The entries below are to be repeated exactly, and their pictures left out.
»»
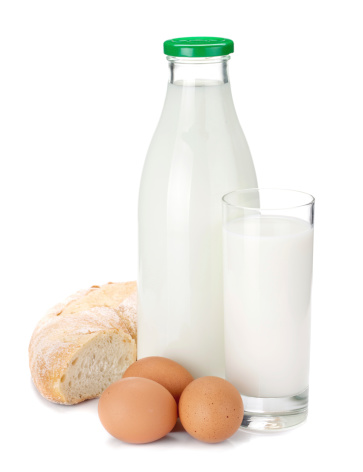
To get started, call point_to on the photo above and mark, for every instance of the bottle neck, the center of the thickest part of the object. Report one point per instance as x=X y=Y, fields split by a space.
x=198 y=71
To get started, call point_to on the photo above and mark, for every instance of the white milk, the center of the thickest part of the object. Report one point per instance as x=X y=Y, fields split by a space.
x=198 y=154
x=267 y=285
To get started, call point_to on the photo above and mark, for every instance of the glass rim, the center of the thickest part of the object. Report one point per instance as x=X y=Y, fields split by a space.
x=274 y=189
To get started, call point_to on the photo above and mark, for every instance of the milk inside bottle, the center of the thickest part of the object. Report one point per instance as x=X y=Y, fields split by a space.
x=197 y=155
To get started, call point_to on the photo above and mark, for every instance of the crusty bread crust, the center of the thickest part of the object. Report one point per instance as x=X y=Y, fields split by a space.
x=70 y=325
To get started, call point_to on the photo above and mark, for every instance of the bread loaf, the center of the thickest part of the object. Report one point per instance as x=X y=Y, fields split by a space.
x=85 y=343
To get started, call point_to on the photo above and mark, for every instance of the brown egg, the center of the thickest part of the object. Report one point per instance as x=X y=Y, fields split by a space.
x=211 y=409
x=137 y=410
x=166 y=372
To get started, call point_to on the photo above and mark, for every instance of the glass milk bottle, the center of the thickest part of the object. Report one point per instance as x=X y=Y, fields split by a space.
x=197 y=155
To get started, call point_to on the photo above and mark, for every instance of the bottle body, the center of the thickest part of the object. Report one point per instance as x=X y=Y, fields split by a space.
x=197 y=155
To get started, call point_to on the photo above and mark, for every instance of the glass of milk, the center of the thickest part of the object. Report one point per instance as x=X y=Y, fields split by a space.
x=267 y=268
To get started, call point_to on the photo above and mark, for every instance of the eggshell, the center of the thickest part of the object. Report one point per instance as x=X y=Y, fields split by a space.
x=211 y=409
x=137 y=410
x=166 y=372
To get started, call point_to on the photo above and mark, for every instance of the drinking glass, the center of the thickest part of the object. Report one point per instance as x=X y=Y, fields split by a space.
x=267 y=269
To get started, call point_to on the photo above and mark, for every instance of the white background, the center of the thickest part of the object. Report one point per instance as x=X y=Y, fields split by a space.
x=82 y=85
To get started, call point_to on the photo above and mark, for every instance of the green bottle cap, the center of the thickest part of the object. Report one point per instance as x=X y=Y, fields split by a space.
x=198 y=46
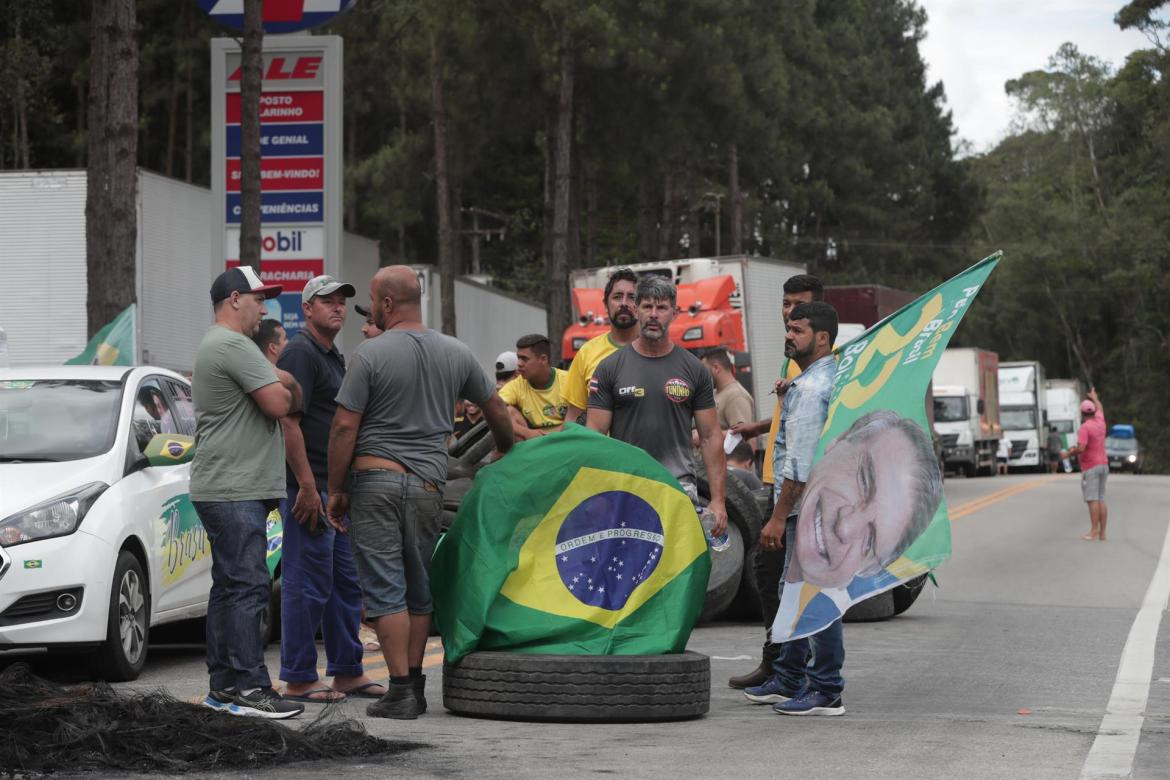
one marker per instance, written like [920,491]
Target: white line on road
««
— Your solution —
To get started, call point_to on the photo above and mark, for every instance of the bottle neck, the center of the thickest part of the object. Report one point per instance as x=X y=Y, fields split by a space.
x=198 y=71
To get started, call point_to on the photo above and mark, for every instance of the white milk, the center of the thickest part of the object. Report one point per instance as x=X y=Y, fields split by a space.
x=198 y=154
x=267 y=285
To get started, call point_to on the photo above and mark, for every instance of the glass rim, the center of the thickest part of the object. Report one point per instance as x=X y=Y, fields split by a space.
x=274 y=189
To get started, call point_to on the photo above and mark, for every instance of the milk inside bottle, the center of the thickest part of the object. Report one point per instance as x=X y=Y, fields split by a space.
x=197 y=155
To get started, call point_to on the photo above and mark, for every instance of the crusty bread crust, the center of the thickest part of the object. Report one point per instance as x=X y=Y, fields split by a space.
x=70 y=325
To get started, call point_to on the photo above and mark, for every instance of the bread loaf, the center of the thickest part of the object. Report one point per instance as x=X y=Y, fields split by a space.
x=85 y=343
To get started, call point_to on the photo above and mark, for every instance of the brown egg, the center of the thickest part of the object. Report one point per instance as x=X y=Y, fields split by a space.
x=211 y=409
x=137 y=410
x=166 y=372
To get started, call point_to on the photo above and mark, for every instance of the glass milk bottle, the center of the thickest part of the object. Report one point per instance as x=X y=Y, fields split by a space.
x=197 y=155
To get started, call point_to on the photo above and mark, for every instance of the bottle body, the center of the thickest part of the object. Report one point per instance as x=X y=Y, fields split by a space.
x=197 y=155
To get started, call point_to on the photo above and mark, for every instance of the glass of milk, the center of the thickest part of the object. Report one point per instance as x=X y=Y, fields split by a space.
x=267 y=268
To get started, call point_to on the photo above and mark, for every instance of the eggshell, the center of the thickest part of the object. Report one point per instance as x=X y=Y, fields split by a space.
x=211 y=409
x=137 y=410
x=166 y=372
To get started, call point_to on the photo above and mark, for every instance of the drinking glass, the center of the thickest part of the object. Report one point per instance as x=X y=Y, fields split by a space.
x=267 y=269
To get started, call point_to on the photo above and mark, for every instance of the white background, the center of the thickest part of the object. Report one point per instance as x=X y=Y, fields split by a space.
x=82 y=85
To get started, call point_to on the photo above and mark, for every instance of the green bottle cap, the center of the thickest part of the object. Report one point per instance as x=X y=Y, fields split by a space.
x=198 y=46
one marker per instance, written like [920,491]
Target: white line on road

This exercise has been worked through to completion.